DIRECTION – How many lines in the records below contain the string "shirt", counting case? Give only the number.

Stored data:
## Begin
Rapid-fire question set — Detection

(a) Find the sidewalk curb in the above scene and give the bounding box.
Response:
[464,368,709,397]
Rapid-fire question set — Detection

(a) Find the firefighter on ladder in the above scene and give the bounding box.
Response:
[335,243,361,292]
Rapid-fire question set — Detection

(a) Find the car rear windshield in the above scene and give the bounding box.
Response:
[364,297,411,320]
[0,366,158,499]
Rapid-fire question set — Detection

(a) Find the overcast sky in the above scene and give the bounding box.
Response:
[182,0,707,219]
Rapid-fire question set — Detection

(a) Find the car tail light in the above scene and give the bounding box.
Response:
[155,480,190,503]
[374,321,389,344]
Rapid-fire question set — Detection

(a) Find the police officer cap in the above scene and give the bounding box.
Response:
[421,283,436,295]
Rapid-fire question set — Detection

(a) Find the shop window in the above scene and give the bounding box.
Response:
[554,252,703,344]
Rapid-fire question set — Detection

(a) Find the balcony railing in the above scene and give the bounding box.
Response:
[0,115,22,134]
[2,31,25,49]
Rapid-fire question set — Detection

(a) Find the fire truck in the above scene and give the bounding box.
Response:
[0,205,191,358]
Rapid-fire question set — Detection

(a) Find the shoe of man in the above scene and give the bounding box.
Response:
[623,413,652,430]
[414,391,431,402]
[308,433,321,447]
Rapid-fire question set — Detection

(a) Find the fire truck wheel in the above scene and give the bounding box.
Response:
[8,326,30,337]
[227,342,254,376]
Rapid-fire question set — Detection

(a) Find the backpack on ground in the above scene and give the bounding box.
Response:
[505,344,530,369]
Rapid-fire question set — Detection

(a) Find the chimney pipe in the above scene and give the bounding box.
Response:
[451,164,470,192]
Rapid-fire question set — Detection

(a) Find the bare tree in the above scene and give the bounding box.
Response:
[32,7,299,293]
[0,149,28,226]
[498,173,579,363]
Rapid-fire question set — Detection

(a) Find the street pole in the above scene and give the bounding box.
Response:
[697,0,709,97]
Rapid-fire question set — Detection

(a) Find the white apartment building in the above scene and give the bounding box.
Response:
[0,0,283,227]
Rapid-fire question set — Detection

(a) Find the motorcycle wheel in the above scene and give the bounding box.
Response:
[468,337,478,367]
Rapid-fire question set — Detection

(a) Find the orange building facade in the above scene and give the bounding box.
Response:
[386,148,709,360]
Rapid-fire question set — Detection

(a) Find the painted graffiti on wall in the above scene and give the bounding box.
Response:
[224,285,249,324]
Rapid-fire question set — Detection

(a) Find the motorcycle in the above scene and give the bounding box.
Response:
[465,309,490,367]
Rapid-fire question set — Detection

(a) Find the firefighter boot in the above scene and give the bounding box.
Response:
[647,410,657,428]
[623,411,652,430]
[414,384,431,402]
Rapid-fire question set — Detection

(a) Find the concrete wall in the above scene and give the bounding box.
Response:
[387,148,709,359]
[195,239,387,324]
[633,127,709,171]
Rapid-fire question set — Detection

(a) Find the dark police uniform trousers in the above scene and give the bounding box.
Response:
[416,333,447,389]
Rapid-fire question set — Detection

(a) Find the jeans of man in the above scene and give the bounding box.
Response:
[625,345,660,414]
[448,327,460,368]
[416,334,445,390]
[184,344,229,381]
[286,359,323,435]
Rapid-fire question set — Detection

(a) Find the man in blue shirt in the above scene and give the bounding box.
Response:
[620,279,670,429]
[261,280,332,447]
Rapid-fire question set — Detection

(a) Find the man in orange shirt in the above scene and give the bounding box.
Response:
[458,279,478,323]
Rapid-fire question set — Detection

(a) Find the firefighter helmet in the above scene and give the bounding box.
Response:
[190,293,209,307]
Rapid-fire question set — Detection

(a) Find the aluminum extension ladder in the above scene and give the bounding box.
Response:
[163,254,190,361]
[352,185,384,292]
## End
THE RESULT – 2